Wow. That's cool but what happens to the regular CPU?
[-]
- adrian_b 3 hours ago
  This CPU simulator does not attempt to achieve the maximum speed that could be obtained when simulating a CPU on a GPU.
  For that a completely different approach would be needed, e.g. by implementing something akin to qemu, where each CPU instruction would be translated into a graphic shader program. On many older GPUs, it is impossible or difficult to launch a graphic program from inside a graphic program (instead of from the CPU), but where this is possible one could obtain a CPU emulation that would be many orders of magnitude faster than what is demonstrated here.
  Instead of going for speed, the project demonstrates a simpler self-contained implementation based on the same kind of neural networks used for ML/AI, which might work even on an NPU, not only on a GPU.
  Because it uses inappropriate hardware execution units, the speed is modest and the speed ratios between different kinds of instructions are weird, but nonetheless this is an impressive achievement, i.e. simulating the complete Aarch64 ISA with such means.

Goal of the exercise: Reproduce the passage of the CPU simulator thread from "Instead of going" to "with such means.", word for word.

Data under study:

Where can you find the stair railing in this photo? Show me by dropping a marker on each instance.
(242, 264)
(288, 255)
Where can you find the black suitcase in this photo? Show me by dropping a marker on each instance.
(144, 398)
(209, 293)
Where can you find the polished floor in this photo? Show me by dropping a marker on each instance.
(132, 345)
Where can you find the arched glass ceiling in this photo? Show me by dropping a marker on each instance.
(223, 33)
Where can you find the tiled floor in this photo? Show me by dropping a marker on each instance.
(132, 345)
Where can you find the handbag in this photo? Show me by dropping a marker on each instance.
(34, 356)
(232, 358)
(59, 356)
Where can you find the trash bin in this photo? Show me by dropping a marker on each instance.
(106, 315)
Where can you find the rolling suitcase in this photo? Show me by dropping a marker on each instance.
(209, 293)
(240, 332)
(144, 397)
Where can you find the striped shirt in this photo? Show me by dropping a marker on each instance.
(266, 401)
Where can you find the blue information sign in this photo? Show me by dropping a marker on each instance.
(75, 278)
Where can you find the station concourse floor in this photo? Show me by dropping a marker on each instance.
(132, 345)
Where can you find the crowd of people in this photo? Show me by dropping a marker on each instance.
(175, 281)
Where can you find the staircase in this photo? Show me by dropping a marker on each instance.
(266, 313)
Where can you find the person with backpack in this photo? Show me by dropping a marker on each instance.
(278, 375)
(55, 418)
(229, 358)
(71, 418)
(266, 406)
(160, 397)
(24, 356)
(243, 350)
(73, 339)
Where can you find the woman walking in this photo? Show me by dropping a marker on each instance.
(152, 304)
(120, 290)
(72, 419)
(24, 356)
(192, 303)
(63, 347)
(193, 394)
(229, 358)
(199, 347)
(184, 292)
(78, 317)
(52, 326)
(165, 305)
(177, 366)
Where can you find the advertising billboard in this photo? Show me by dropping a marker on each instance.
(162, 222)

Solution:
Instead of going for speed, the project demonstrates a simpler self-contained implementation based on the same kind of neural networks used for ML/AI, which might work even on an NPU, not only on a GPU.
  Because it uses inappropriate hardware execution units, the speed is modest and the speed ratios between different kinds of instructions are weird, but nonetheless this is an impressive achievement, i.e. simulating the complete Aarch64 ISA with such means.